[Entries drawn from a collection]
──────

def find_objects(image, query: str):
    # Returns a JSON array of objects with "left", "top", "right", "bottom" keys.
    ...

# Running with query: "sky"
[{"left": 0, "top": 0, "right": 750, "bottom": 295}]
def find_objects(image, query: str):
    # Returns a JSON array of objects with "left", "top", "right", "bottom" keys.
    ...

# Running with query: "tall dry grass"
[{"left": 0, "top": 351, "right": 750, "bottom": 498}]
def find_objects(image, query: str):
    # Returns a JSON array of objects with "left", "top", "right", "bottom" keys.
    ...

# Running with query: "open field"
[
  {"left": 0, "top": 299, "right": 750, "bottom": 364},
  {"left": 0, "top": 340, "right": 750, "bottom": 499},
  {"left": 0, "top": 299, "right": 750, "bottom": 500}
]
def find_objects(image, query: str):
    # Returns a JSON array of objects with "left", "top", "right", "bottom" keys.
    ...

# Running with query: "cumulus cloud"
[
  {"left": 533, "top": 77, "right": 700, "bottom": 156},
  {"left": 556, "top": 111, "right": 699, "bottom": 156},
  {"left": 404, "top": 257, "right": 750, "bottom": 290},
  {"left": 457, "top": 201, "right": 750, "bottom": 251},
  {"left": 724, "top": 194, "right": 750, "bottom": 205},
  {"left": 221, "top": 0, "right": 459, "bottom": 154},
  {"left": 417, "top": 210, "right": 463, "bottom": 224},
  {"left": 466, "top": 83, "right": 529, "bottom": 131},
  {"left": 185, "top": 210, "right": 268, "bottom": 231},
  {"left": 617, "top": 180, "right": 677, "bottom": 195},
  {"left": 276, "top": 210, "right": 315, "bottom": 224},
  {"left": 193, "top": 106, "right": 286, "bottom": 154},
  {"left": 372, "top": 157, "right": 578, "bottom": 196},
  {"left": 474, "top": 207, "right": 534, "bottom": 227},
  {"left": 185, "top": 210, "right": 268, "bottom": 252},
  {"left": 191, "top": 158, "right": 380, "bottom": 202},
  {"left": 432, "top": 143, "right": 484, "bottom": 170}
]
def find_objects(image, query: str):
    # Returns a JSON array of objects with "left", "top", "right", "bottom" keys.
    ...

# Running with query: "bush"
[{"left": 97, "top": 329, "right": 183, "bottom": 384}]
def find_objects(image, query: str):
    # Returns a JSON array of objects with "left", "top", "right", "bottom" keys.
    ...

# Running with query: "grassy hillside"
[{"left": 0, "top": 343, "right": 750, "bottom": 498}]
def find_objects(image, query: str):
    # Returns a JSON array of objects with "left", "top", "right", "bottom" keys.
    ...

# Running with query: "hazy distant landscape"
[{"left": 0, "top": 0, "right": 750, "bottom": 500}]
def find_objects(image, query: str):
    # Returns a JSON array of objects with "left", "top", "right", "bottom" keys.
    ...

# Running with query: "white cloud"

──────

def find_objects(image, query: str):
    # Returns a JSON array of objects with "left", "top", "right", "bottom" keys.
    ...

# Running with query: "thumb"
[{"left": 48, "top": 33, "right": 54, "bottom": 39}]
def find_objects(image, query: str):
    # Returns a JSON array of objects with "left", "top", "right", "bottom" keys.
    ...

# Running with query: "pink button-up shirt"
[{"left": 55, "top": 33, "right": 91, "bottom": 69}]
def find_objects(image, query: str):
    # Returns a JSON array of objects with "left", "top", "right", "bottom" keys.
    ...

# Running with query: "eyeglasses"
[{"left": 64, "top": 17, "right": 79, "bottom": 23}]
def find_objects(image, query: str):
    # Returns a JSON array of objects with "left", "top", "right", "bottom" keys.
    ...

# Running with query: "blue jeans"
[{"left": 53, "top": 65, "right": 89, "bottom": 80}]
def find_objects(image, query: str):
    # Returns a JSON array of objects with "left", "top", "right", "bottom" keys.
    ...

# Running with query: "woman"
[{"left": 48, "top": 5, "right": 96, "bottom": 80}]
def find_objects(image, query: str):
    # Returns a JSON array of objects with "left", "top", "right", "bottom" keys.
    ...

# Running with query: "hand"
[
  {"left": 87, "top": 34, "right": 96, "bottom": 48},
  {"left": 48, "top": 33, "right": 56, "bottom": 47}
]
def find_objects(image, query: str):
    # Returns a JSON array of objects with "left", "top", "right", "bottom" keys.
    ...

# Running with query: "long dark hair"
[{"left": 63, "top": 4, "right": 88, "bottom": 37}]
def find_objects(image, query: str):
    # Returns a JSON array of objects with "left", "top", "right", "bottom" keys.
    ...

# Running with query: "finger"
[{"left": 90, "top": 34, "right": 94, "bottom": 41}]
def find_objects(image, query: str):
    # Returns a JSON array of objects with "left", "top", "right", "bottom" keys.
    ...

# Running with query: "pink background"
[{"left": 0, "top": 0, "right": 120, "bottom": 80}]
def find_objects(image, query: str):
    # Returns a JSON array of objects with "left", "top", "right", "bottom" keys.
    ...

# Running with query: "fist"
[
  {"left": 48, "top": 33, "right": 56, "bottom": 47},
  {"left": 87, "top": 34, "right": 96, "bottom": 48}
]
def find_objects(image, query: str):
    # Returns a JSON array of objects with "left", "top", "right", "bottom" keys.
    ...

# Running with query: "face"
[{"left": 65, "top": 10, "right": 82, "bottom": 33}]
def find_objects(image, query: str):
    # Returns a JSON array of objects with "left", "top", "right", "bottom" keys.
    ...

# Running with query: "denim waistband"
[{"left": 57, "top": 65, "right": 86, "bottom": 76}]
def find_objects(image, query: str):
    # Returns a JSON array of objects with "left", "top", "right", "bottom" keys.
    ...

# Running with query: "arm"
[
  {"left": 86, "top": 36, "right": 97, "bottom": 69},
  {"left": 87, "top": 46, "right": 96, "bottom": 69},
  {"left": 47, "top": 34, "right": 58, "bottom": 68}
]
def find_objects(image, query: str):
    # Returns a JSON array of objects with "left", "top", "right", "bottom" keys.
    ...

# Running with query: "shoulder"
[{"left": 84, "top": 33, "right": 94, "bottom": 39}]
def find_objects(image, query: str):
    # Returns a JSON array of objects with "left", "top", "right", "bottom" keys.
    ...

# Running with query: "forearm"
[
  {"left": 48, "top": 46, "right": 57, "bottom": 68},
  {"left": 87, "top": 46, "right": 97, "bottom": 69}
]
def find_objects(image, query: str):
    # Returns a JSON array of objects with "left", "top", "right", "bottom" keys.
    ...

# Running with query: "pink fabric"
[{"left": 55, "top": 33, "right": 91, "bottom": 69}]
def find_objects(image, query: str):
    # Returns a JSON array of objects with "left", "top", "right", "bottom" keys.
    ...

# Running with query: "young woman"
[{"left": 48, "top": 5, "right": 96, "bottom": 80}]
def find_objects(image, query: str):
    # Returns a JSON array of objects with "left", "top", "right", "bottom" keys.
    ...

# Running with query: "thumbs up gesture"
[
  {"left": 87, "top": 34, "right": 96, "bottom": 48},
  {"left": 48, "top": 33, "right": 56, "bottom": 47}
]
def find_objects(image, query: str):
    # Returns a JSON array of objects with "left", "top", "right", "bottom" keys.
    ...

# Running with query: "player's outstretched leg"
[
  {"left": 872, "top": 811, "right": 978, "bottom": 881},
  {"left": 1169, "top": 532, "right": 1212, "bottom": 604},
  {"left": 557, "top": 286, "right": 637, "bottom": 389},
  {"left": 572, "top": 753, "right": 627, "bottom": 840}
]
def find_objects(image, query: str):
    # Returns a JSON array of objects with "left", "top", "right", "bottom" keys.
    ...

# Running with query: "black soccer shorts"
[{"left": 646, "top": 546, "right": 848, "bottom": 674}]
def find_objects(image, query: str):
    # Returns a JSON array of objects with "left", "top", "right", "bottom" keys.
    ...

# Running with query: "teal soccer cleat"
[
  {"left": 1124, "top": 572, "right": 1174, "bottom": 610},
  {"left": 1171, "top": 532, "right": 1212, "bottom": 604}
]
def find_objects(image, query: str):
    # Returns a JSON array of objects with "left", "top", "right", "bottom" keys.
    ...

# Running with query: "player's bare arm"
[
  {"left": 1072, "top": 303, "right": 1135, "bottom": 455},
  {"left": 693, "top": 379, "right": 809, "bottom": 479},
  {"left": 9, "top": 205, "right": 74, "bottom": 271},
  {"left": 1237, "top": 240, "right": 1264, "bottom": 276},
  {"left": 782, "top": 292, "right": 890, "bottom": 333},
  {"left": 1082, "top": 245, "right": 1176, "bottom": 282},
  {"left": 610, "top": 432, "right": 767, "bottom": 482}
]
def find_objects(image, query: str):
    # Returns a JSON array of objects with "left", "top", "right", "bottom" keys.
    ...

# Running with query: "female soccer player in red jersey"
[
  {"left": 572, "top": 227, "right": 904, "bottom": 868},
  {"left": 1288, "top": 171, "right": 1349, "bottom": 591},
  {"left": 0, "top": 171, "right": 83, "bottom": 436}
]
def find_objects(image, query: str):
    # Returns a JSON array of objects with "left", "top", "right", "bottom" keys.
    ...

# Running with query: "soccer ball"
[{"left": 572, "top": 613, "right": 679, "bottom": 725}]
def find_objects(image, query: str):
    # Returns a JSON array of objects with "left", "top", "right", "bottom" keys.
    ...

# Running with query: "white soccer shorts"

──────

> **To do**
Select every line in the items above that contains the word "soccer" and copy each of those lines out.

> **Solution**
# Running with query: "black soccer shorts"
# Running with query: "teal soccer cleat"
# Running with query: "female soccer player in red jersey"
# Running with query: "soccer ball"
# Running with query: "white soccer shorts"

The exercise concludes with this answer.